TASK OBJECTIVE:
From the commentary on China and polysilicon below, list every country or place that it says China currently depends on for its semiconductors.

- Thursday, February 5, 2026

The extraordinary U.S. military operation in Venezuela that resulted in the capture of dictator Nicolas Maduro would not have been possible without U.S. technological superiority over China.

The Maduro regime deployed Chinese mobile anti-stealth radars, which Beijing claimed were capable of detecting the most sophisticated U.S. fighter aircraft, including F-22s and F-35s. Instead, the U.S. military defeated China’s air defense system with intensive electronic jamming, enabling strikes against Venezuelan military targets and clearing secure space for U.S. Special Forces to achieve mission success.

Yet threats to our national security loom on the horizon because China is ruthlessly focused on controlling the global production and supply of polysilicon, a critical ingredient in the manufacture of semiconductor chips on which the U.S. military relies for the most consequential and challenging operations, just like the one in Caracas last month.



Following its aggressive mercantilist playbook, China is deliberately flooding the global market with artificially low prices. By selling polysilicon at less than 15% of true market rates, China seeks to eliminate all commercially viable non-Chinese sources of polysilicon, thereby gaining a state-run monopoly on polysilicon and a stranglehold on future maintenance and production of weapons systems, cyber defense and communications.

Dependent for now on the U.S., Taiwan, South Korea and Japan — all geopolitical rivals — for their semiconductors, China wants to suffocate U.S. and U.S.-allied polysilicon producers financially, gaining leverage and limiting the capability of the U.S. to project power in its hemisphere and beyond.

MATERIAL SUPPLIED:
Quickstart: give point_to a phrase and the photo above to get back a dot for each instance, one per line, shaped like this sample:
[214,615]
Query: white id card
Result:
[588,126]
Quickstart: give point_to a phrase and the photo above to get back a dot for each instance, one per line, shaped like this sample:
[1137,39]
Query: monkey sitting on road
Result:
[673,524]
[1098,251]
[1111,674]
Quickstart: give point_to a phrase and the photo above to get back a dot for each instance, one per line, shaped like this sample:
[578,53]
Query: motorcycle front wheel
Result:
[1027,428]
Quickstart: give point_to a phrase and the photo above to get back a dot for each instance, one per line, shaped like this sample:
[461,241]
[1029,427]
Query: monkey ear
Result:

THE RESPONSE:
- U.S.
- Taiwan
- South Korea
- Japan